▶ Complete the following
• 1. In the forum posts about the Brooklyn arena, what project did voters say no to?
• 2. For each statement below, say whether it agrees with the forum posts about the Brooklyn arena, and quote the deciding words from the posts. (a) One post proposes relocating the Phoenix Coyotes to Portland. (b) One post says voters approved the Lighthouse Project. (c) One post's plan calls for 30 teams.
• 3. Transcribe the forum posts about the Brooklyn arena, starting at "32 teams, 2" and ending at "than the Colesium.".

▶ Text provided
>>>

Report: Brooklyn arena execs meet NHL officials

Ideally...

1. Move New York Islanders to Brooklyn; keep New York moniker
2. Relocate Phoenix Coyotes to Portland
3. Relocate Florida Panthers to Kansas City
4. Expand a team in Quebec City
5. Expand a team in Seattle

32 teams, 2 conferences, 8 divisions, 4 teams per div



Since: Jan 13, 2011
Posted on: August 22, 2011 1:41 pm
 

Report: Brooklyn arena execs meet NHL officials

Having a venue that only sat 14,000 or so would almost certainly drive ticket prices through the roof.  But on the other hand the voters said no to the Lighthouse Project.  In my opinion you can't stay in the Colesium too much longer.  The roof may come down Metrodome style.  Options are to move to Brooklyn, move to Kansas City, move to Quebec, or move to Portland (little known fact that Portland has great hockey fans).  When Quebec builds their new arena then all of these places will be leaps and bounds better than the Colesium.



Since: Jul 7, 2011
Posted on: August 21, 2011 11:36 pm
 

Report: Brooklyn arena execs meet NHL officials

No team in Quebec and move the Senators to southern Ontario, better fan base.



Since: Mar 15, 2007
Posted on: August 21, 2011 9:39 pm
 

Report: Brooklyn arena execs meet NHL officials

I second the previous comment. If Long Islanders are "getting the shaft", it is only of their own un-doing. And that vote sealed the deal. Many cities in the US now play in neighboring towns anyway for various reasons. If this wasn't such a strong idea, the NHL would have never sent officials to discuss Barclays in the first place. Make the move!

<<<

▶ Supplied data
>>>

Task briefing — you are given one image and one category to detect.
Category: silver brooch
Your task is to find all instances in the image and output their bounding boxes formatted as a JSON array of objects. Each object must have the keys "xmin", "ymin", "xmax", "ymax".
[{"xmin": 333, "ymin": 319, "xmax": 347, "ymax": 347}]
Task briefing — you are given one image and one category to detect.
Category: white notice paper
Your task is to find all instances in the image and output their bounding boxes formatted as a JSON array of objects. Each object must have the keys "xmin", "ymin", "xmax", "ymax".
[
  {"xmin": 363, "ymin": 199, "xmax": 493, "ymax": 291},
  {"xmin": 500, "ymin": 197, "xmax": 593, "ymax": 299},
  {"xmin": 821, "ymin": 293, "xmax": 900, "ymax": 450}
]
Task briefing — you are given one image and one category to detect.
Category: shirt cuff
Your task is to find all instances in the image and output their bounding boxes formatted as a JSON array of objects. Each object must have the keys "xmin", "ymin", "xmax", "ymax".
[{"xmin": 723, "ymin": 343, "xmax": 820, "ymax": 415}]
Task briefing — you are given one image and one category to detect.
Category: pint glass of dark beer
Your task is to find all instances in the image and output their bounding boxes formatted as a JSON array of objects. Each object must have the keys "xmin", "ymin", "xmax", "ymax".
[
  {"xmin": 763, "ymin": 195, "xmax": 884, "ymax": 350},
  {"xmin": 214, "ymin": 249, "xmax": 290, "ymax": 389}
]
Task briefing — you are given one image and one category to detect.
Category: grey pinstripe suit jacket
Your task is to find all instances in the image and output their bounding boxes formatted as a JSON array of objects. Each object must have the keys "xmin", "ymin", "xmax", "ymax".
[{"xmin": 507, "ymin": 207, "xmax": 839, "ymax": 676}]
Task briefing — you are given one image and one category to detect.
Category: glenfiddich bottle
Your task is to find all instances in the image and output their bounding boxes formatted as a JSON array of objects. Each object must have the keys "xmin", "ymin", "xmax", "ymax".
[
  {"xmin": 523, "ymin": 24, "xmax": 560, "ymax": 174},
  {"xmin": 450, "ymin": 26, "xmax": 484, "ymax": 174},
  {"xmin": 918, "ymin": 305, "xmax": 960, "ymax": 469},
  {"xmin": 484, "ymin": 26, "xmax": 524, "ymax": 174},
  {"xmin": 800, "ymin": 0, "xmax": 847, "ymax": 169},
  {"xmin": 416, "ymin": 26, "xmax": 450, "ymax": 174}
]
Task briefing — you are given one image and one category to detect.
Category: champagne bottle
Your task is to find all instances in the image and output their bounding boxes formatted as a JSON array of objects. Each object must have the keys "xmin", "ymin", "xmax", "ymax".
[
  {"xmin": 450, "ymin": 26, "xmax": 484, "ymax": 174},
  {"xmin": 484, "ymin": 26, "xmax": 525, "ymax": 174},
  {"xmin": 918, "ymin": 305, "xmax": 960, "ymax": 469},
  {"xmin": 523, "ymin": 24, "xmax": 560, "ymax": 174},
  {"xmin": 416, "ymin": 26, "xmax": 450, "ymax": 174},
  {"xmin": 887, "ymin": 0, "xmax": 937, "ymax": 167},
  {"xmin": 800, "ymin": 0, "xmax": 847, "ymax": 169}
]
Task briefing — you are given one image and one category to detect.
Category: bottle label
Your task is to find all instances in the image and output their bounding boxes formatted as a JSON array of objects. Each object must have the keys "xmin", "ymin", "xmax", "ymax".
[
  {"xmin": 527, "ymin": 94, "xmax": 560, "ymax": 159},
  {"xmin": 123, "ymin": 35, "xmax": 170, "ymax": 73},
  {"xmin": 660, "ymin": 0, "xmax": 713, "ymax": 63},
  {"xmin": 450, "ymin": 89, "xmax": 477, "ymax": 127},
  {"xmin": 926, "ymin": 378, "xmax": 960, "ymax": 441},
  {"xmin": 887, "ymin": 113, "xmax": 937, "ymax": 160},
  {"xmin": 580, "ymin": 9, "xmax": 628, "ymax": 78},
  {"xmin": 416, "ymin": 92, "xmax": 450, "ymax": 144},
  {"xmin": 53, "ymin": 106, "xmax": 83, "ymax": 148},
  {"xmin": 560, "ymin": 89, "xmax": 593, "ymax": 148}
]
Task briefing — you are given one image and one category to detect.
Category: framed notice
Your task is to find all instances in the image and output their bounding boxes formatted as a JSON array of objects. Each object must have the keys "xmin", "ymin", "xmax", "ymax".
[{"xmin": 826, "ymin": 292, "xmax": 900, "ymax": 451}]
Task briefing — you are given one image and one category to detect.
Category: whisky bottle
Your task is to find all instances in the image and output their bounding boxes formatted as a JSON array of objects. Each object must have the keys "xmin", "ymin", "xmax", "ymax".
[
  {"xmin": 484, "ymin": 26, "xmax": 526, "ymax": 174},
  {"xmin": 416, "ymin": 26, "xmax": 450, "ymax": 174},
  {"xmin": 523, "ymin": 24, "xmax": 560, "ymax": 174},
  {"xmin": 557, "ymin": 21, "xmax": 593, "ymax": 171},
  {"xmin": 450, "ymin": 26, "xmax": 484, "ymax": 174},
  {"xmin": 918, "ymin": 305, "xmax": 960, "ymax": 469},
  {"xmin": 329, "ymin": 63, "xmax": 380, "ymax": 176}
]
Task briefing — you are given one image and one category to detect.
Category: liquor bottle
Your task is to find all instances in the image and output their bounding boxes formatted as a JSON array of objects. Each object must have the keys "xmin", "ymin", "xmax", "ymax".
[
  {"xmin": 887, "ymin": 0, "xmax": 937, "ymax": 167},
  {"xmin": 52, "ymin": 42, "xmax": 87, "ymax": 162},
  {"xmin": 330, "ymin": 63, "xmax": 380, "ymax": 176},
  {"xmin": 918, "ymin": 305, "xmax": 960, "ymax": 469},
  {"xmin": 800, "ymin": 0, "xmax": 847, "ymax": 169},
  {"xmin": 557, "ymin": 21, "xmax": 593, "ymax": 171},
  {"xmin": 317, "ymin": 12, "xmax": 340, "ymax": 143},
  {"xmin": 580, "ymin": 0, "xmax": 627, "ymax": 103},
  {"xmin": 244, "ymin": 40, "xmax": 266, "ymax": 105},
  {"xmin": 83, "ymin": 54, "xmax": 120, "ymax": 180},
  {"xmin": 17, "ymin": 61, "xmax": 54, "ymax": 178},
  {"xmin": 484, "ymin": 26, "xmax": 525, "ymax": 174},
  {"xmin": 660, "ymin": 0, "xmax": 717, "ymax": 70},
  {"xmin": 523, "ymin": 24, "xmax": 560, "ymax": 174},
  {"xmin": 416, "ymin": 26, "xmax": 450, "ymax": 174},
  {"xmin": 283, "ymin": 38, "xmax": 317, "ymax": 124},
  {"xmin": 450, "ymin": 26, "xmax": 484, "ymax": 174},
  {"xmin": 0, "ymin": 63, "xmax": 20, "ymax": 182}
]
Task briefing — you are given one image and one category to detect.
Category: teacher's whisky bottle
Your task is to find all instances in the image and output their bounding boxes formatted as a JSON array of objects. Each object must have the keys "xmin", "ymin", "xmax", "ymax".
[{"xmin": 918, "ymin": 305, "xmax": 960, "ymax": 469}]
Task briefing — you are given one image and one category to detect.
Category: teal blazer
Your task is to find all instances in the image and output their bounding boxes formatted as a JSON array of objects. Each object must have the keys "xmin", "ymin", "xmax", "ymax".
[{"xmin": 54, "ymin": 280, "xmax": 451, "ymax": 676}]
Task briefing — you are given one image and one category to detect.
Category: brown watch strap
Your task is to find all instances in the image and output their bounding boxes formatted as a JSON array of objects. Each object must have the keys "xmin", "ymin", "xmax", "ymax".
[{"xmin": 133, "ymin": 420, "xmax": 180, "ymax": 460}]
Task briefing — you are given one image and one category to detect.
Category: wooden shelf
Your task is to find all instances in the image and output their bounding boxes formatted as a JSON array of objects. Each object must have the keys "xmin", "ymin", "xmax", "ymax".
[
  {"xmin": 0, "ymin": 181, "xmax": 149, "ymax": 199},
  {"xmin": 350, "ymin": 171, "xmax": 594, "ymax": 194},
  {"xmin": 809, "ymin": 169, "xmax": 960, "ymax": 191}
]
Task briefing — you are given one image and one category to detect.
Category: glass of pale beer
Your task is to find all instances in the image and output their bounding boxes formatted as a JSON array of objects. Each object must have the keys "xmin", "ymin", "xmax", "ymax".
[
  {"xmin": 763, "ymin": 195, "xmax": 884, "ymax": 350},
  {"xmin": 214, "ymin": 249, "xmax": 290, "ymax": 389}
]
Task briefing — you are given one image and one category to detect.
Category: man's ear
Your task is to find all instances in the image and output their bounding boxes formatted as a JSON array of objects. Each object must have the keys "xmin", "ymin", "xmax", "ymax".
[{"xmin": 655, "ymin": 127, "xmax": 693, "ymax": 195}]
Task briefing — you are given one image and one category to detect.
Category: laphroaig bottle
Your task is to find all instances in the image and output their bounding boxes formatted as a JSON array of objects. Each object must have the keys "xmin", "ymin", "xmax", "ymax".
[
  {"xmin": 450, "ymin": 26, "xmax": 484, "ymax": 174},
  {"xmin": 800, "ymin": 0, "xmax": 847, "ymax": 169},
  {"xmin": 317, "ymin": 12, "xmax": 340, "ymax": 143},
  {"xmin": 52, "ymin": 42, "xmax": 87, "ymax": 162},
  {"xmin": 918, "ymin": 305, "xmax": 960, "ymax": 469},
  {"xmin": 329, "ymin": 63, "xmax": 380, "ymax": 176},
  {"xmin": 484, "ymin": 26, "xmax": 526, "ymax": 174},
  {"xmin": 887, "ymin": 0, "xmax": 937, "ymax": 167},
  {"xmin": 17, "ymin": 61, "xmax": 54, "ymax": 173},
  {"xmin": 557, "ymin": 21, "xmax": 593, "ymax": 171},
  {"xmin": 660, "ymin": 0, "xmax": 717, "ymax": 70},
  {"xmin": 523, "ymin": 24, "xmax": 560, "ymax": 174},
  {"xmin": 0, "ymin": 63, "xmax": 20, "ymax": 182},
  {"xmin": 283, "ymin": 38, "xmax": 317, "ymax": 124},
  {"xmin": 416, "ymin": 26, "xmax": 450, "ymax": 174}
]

<<<

▶ Solutions per task
• 1. The Lighthouse Project.

• 2.
(a) Yes: "Relocate Phoenix Coyotes to Portland"
(b) No: "the voters said no to the Lighthouse Project"
(c) No: "32 teams, 2 conferences, 8 divisions, 4 teams per div"

• 3.
32 teams, 2 conferences, 8 divisions, 4 teams per div



Since: Jan 13, 2011
Posted on: August 22, 2011 1:41 pm
 

Report: Brooklyn arena execs meet NHL officials

Having a venue that only sat 14,000 or so would almost certainly drive ticket prices through the roof.  But on the other hand the voters said no to the Lighthouse Project.  In my opinion you can't stay in the Colesium too much longer.  The roof may come down Metrodome style.  Options are to move to Brooklyn, move to Kansas City, move to Quebec, or move to Portland (little known fact that Portland has great hockey fans).  When Quebec builds their new arena then all of these places will be leaps and bounds better than the Colesium.